_EXERCISE AIM_
Reproduce only the part of the listing that opens with the line containing "Each instance receives one point. Annotate the corrugated" and closes with the line containing "[[87, 137]]", renaming "corrugated metal wall" to "corrugated steel wall" and leaving all else unchanged.

[Excerpts from point annotation data]
○ ○ ○

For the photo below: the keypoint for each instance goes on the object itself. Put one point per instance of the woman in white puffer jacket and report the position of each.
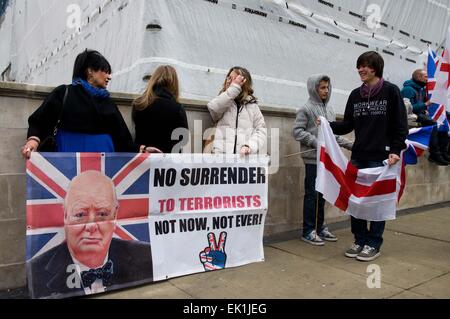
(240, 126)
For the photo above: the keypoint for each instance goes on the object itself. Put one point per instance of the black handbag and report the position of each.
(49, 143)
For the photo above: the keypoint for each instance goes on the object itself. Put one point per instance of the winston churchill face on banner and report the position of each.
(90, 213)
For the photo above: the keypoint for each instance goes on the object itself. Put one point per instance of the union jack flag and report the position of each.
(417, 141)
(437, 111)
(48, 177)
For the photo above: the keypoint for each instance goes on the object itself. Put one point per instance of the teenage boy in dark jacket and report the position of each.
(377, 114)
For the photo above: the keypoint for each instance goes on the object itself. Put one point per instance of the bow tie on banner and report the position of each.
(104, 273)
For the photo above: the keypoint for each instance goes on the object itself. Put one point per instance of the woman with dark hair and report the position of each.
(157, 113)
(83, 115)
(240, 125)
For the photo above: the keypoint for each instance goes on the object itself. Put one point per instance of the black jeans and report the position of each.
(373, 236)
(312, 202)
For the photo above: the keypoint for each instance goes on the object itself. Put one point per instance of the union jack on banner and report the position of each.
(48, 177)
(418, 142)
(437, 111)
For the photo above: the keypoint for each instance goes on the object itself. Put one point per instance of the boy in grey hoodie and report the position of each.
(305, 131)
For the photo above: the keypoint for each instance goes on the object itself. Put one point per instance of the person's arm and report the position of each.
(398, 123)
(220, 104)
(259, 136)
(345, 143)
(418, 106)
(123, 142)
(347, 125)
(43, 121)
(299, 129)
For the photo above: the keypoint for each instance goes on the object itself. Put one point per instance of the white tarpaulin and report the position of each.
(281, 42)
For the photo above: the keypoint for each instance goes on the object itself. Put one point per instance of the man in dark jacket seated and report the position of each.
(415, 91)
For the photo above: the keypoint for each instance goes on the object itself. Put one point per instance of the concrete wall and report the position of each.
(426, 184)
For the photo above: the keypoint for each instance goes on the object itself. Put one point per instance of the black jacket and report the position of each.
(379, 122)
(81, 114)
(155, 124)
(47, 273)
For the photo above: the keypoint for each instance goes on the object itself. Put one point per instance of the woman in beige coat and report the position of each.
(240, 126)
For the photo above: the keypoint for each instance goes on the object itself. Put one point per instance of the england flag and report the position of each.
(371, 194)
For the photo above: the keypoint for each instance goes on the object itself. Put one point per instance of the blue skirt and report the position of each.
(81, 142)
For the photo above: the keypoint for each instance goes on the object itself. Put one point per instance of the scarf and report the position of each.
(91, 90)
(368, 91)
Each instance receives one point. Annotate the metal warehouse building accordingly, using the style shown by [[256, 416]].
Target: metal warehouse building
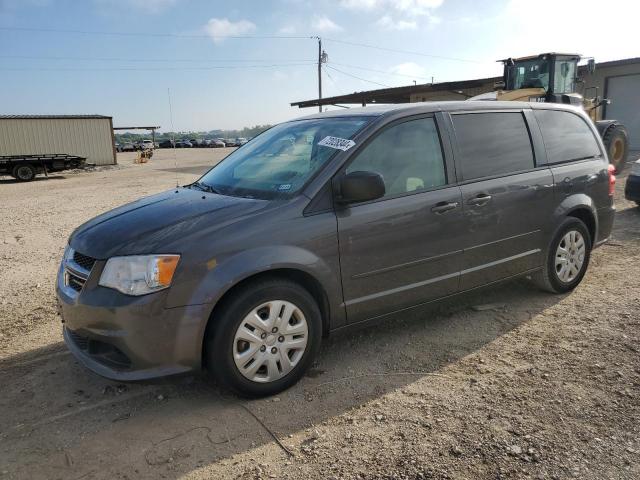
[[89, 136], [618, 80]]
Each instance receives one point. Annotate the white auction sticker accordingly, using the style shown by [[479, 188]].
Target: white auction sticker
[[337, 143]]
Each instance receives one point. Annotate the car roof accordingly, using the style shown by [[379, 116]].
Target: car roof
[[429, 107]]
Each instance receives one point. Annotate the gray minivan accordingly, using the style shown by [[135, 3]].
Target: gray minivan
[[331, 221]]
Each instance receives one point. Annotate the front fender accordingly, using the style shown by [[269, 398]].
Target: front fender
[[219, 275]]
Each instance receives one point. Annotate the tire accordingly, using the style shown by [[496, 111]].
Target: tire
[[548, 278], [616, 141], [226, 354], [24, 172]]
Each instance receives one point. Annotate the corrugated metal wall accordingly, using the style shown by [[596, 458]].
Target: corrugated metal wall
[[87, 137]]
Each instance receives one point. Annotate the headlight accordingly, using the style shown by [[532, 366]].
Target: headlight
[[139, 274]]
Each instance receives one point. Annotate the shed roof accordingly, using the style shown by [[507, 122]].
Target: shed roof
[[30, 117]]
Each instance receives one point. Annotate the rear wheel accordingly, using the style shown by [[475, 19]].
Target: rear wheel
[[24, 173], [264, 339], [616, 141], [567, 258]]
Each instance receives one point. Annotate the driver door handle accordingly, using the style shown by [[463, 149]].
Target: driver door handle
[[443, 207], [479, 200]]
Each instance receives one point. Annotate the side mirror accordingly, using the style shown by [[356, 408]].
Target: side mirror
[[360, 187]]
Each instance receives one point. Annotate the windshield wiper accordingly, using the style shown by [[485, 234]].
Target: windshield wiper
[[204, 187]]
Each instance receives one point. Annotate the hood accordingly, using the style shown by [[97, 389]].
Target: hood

○ ○ ○

_OUTPUT FOR THIS TASK_
Each instance receives one point. Annotate the corrugated steel wall accordingly, using the style shown by [[596, 458]].
Target: corrugated steel wall
[[87, 137]]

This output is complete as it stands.